*PROBLEM REQUIREMENTS*. Please sift the data below and keep only the lines that contain the string "window". Treat uppercase and lowercase as different.

--- DATA ROWS ---

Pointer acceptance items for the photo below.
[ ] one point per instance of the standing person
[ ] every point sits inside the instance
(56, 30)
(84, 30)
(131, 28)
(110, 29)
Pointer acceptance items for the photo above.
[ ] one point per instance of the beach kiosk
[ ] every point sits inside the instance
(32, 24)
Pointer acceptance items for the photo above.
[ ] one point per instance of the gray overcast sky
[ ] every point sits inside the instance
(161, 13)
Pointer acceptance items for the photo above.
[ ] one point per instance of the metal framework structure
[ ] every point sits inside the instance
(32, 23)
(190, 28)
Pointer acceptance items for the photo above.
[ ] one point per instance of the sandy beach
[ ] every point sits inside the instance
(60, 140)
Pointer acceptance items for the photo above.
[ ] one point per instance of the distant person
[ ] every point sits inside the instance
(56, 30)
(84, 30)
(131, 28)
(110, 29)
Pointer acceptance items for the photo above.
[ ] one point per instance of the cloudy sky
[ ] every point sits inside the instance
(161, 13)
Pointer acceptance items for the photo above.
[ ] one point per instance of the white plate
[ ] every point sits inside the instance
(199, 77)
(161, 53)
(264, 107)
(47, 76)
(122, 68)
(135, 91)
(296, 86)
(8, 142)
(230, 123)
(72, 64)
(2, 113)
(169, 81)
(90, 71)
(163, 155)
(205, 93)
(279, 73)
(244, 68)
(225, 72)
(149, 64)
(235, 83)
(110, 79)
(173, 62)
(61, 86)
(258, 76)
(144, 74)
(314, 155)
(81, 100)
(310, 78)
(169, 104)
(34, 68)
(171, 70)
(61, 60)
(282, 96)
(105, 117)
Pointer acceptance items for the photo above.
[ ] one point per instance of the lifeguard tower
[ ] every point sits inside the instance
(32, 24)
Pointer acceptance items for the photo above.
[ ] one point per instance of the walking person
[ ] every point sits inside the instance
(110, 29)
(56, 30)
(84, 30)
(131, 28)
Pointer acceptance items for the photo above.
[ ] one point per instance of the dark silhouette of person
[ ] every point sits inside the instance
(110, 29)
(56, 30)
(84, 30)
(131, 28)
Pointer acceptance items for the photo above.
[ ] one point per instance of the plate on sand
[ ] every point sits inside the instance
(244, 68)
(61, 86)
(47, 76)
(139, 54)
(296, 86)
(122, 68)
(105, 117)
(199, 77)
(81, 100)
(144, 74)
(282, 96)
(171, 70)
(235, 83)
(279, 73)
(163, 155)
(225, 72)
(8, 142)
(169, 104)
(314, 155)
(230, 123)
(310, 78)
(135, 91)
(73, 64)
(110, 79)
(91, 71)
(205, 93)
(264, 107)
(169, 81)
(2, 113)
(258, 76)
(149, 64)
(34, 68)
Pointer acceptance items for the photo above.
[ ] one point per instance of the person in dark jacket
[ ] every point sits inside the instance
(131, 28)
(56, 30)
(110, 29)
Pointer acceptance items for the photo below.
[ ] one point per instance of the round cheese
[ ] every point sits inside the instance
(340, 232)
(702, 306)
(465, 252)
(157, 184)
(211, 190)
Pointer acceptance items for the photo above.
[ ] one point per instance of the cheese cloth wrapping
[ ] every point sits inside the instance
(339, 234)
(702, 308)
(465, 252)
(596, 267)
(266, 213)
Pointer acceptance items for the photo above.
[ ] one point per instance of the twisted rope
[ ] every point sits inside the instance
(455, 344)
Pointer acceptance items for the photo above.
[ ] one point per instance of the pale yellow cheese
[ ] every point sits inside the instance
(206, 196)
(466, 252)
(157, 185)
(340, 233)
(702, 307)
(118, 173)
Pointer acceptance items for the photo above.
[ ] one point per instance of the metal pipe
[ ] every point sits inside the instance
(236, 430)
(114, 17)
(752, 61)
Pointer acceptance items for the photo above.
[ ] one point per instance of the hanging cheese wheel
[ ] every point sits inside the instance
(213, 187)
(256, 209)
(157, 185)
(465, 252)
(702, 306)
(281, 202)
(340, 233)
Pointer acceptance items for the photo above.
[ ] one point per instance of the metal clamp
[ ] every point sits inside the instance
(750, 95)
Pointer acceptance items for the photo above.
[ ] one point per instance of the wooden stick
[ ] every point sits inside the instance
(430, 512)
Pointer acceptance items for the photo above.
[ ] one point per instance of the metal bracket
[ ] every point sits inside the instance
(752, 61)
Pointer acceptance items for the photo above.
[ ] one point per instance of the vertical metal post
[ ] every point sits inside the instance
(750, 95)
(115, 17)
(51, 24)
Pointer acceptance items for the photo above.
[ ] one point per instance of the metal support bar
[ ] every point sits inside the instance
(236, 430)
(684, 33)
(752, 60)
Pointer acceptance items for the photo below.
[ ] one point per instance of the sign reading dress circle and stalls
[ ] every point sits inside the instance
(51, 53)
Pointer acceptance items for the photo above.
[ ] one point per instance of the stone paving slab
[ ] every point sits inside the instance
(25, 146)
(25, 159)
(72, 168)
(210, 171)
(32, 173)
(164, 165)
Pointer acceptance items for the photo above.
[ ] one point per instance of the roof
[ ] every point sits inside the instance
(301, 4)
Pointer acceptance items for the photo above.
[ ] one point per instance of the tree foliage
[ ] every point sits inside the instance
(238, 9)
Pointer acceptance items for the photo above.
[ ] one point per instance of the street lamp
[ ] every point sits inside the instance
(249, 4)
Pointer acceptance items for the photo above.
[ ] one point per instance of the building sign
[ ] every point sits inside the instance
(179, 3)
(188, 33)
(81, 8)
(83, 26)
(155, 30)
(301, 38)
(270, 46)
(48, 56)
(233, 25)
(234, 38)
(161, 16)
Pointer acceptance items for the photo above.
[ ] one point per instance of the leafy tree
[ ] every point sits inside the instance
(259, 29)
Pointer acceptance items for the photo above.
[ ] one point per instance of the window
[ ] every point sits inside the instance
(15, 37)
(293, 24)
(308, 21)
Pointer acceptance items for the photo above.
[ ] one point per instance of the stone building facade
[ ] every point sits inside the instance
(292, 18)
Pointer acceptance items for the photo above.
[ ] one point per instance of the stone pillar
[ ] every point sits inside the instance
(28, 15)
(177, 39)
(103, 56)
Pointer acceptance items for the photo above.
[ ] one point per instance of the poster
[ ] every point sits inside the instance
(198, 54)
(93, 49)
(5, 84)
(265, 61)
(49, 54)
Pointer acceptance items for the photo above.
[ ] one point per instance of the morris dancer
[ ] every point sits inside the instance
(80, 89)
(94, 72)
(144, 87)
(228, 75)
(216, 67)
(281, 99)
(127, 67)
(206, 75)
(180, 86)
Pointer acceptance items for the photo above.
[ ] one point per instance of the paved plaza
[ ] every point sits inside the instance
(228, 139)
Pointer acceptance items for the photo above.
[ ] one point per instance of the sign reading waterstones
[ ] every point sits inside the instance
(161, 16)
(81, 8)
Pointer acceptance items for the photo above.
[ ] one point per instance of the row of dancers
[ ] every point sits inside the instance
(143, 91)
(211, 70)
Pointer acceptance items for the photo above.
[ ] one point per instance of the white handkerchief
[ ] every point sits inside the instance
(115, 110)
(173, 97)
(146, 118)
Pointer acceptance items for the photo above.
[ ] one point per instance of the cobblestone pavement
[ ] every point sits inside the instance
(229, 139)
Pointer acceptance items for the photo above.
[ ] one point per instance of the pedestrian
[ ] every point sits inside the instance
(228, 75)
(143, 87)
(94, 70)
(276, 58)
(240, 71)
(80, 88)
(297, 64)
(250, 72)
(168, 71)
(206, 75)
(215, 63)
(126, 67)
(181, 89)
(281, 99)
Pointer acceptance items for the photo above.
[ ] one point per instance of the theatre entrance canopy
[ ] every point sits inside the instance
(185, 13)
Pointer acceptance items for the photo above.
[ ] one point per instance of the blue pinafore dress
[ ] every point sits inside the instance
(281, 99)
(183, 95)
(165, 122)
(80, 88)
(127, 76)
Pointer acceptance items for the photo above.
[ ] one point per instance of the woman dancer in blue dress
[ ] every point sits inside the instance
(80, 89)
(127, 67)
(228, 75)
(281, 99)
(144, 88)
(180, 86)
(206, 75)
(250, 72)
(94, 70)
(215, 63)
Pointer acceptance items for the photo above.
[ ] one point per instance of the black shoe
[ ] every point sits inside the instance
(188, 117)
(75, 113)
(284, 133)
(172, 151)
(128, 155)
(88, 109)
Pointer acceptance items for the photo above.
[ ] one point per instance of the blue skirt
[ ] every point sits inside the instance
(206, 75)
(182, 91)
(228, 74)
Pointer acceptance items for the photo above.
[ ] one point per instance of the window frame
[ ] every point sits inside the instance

---

*COMPLETE RESPONSE*.
[ ] one point per instance of the window
[ ] one point per instance of the window frame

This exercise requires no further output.